→ Exercise details
Rewrite the listing below, replacing every instance of "Respond with the bounding box" with "Give the bounding box" and keeping all other text unchanged.
--- start Exercise inputs ---
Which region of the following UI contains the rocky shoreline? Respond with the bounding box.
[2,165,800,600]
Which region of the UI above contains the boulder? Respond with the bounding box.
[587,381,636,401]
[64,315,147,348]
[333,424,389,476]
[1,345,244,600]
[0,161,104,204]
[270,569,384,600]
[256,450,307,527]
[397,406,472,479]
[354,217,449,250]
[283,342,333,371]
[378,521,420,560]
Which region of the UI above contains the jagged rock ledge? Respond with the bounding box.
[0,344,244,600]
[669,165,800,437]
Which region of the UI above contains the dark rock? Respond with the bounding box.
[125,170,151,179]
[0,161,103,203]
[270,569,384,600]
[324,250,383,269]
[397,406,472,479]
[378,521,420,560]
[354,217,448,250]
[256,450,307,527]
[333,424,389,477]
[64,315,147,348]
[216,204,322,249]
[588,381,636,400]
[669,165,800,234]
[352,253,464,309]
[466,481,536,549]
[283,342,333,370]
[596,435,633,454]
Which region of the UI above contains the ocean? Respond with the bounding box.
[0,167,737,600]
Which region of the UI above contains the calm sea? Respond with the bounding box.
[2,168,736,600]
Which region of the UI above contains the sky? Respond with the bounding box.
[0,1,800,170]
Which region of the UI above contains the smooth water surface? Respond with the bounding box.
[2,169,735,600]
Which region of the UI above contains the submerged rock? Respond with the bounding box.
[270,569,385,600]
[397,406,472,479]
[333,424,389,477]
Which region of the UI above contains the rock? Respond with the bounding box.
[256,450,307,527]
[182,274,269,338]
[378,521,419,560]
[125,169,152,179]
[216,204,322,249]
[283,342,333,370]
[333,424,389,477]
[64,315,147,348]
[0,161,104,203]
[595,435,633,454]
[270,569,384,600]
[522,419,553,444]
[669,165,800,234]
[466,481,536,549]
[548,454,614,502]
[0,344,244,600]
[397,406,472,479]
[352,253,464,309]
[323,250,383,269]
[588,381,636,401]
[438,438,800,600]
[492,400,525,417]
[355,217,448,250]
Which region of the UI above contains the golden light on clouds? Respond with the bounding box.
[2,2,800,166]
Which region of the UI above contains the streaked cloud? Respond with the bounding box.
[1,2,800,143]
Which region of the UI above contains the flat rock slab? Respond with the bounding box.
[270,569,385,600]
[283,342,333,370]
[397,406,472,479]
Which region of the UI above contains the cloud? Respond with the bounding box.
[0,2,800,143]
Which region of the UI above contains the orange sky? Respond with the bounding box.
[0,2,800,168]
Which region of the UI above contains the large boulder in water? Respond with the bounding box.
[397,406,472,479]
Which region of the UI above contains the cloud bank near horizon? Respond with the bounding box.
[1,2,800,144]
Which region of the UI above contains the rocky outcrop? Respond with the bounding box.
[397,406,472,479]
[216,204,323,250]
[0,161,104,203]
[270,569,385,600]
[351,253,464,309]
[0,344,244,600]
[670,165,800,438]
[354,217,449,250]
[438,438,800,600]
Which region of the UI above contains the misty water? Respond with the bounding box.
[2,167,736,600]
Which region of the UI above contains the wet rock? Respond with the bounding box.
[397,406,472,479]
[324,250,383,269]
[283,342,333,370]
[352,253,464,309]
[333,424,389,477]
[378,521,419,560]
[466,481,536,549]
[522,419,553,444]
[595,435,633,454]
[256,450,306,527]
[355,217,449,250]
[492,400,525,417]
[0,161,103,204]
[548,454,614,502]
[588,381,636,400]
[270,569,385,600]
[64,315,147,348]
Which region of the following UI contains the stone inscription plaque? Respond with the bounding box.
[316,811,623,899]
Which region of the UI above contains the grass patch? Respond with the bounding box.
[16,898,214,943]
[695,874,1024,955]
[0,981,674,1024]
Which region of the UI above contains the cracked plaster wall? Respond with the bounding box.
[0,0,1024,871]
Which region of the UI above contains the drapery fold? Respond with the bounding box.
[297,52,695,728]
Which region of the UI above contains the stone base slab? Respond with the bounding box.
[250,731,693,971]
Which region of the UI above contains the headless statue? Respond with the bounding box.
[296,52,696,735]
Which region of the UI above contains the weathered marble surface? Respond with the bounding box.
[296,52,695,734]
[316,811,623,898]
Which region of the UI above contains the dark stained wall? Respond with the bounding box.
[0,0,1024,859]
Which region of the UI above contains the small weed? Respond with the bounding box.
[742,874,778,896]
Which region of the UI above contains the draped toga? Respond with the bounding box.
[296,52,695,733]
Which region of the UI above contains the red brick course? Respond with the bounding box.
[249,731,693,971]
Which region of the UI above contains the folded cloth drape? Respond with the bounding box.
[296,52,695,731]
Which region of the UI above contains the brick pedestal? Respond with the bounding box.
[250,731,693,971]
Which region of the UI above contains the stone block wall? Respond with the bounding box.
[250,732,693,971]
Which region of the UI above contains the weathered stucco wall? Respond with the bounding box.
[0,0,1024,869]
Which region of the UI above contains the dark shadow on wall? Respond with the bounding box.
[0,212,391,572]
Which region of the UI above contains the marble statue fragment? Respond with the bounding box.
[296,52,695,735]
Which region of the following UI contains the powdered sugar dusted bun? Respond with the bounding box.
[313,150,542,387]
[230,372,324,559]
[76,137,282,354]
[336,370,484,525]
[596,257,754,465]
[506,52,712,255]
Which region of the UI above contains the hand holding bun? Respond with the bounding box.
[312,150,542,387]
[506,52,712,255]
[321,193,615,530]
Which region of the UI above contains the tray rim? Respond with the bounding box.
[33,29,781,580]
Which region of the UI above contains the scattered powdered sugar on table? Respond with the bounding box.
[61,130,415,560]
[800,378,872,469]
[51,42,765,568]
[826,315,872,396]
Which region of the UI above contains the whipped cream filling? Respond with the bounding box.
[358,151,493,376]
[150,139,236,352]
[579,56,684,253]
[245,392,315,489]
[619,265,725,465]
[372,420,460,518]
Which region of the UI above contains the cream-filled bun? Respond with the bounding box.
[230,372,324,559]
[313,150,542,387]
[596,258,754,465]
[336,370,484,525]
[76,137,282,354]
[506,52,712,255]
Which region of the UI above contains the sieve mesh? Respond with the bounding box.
--- end Exercise inputs ---
→ Written answer
Which region of the following UI contains the rocky shoreline? Give the bounding box.
[2,165,800,600]
Which region of the UI above contains the boulder? Give the bounding box.
[587,381,636,401]
[64,315,147,348]
[333,424,389,476]
[1,345,244,600]
[0,161,104,204]
[270,569,384,600]
[256,450,307,527]
[397,406,472,479]
[354,217,449,250]
[283,342,333,371]
[378,521,420,560]
Which region of the UI above contains the jagged rock ledge? Give the bounding box.
[0,344,244,600]
[669,165,800,437]
Which region of the UI above contains the dark rock? Give the bounding box.
[125,170,151,179]
[0,161,103,203]
[270,569,384,600]
[324,250,383,269]
[397,406,472,479]
[378,521,420,560]
[354,217,448,250]
[256,450,307,527]
[333,424,389,477]
[64,315,147,348]
[216,204,322,249]
[588,381,636,400]
[669,165,800,234]
[352,253,464,309]
[466,481,536,549]
[283,342,333,370]
[596,435,633,454]
Which region of the UI above contains the ocean? Give the bounding box.
[0,167,737,600]
Which region of the UI above contains the calm sea? Give the bounding box.
[2,168,736,600]
Which region of the UI above contains the sky? Give the bounding box.
[0,1,800,170]
Which region of the UI above contains the smooth water surface? Give the bounding box.
[2,169,735,600]
Which region of the UI above contains the submerged rock? Give the bounding box.
[270,569,385,600]
[397,406,472,479]
[333,424,389,477]
Which region of the UI above contains the rock? Give the bounding box.
[256,450,307,527]
[182,274,269,338]
[378,521,419,560]
[125,169,152,179]
[216,204,322,249]
[283,342,333,370]
[333,424,389,477]
[64,315,147,348]
[0,161,104,203]
[595,435,633,454]
[270,569,384,600]
[522,419,553,444]
[669,165,800,234]
[466,481,536,549]
[548,454,614,502]
[0,344,244,600]
[397,406,472,479]
[352,253,464,309]
[323,250,383,269]
[588,381,636,401]
[438,438,800,600]
[492,400,525,417]
[355,217,448,250]
Which region of the UI above contains the golden light on clouds? Give the bounding box.
[2,2,800,166]
Which region of the UI above contains the streaked cloud? Give the bounding box.
[1,2,800,143]
Which region of the UI above contains the flat rock slab? Give the bounding box.
[270,569,385,600]
[283,342,333,370]
[397,406,472,479]
Which region of the UI above contains the cloud? Give the bounding box.
[0,2,800,143]
Which region of the UI above contains the orange sky? Give the bounding box.
[0,2,800,168]
Which region of the UI above contains the large boulder in water? Give the bounding box.
[397,406,472,479]
Which region of the UI above contains the cloud bank near horizon? Give the bounding box.
[1,2,800,144]
Which region of the UI above contains the rocky outcrop? Give the bounding box.
[397,406,472,479]
[216,204,323,250]
[0,161,104,203]
[270,569,385,600]
[351,253,464,309]
[0,344,244,600]
[670,165,800,438]
[354,217,449,250]
[438,438,800,600]
Which region of the UI above contains the misty water? Give the bounding box.
[2,167,736,600]
Which region of the UI above contains the wet rock? Give the bounding box.
[397,406,472,479]
[324,250,383,269]
[283,342,333,370]
[352,253,464,309]
[333,424,389,477]
[378,521,419,560]
[466,481,536,549]
[522,419,553,444]
[595,435,633,454]
[256,450,306,527]
[355,217,449,250]
[492,400,525,417]
[0,161,103,204]
[548,454,614,502]
[588,381,636,400]
[270,569,385,600]
[64,315,147,348]
Which region of the following UI contains the stone inscription plaque? Give the bounding box.
[316,811,623,899]
Which region of the UI above contains the grass patch? Give the bounding box.
[16,898,214,943]
[695,874,1024,955]
[0,981,674,1024]
Which region of the UI above contains the cracked plaster wall? Give the bounding box.
[0,0,1024,871]
Which region of the UI above contains the drapery fold? Give the bounding box.
[297,52,695,728]
Which region of the UI above contains the stone base slab? Give the bounding box.
[250,731,693,971]
Which region of the UI above contains the headless statue? Give the bounding box.
[296,52,696,735]
Which region of the UI above contains the weathered marble surface? Give the bounding box.
[296,52,695,734]
[316,811,623,898]
Which region of the UI above contains the dark stained wall? Give the bounding box.
[0,0,1024,859]
Which region of the UI above contains the small weed? Give the bounding box.
[742,874,778,896]
Which region of the UI above contains the draped toga? Give the bounding box.
[296,52,695,733]
Which region of the UI above contains the red brick course? Give the bounding box.
[249,731,693,971]
Which region of the UI above contains the folded cloth drape? Give the bounding box.
[296,52,695,731]
Which region of the UI above contains the brick pedestal? Give the bounding box.
[250,731,693,971]
Which region of the UI above contains the stone block wall? Give the bounding box.
[250,732,693,971]
Which region of the UI above contains the weathered stucco wall? Give the bounding box.
[0,0,1024,869]
Which region of the UI above contains the dark shadow on wall? Give the bounding box.
[0,212,391,572]
Which region of the UI above contains the marble statue fragment? Give the bounding box.
[296,52,695,735]
Which region of the following UI contains the powdered sugar dusted bun? Give the bounding box.
[313,150,542,387]
[230,372,324,559]
[76,137,282,354]
[336,370,484,525]
[596,257,754,465]
[506,52,712,255]
Which region of the UI above contains the hand holding bun? Give the bounding box.
[312,150,542,387]
[506,52,712,255]
[321,193,615,530]
Which region of the UI above contains the tray rim? Give the bounding box.
[33,29,781,580]
Which region of the UI above contains the scattered powdered sugar on table? Give the bounding box.
[61,130,415,560]
[800,378,872,469]
[51,42,765,568]
[826,315,872,396]
Which region of the UI above contains the whipped cream filling? Give the bounding box.
[358,151,493,376]
[150,139,236,352]
[579,56,684,253]
[245,392,315,489]
[619,265,725,465]
[372,420,460,518]
Which region of the UI above contains the cream-filled bun? Give the bounding box.
[230,372,324,559]
[313,150,542,387]
[596,258,754,465]
[336,370,484,525]
[76,137,282,354]
[506,52,712,255]
Which region of the UI above contains the sieve mesh? Give the bounding box.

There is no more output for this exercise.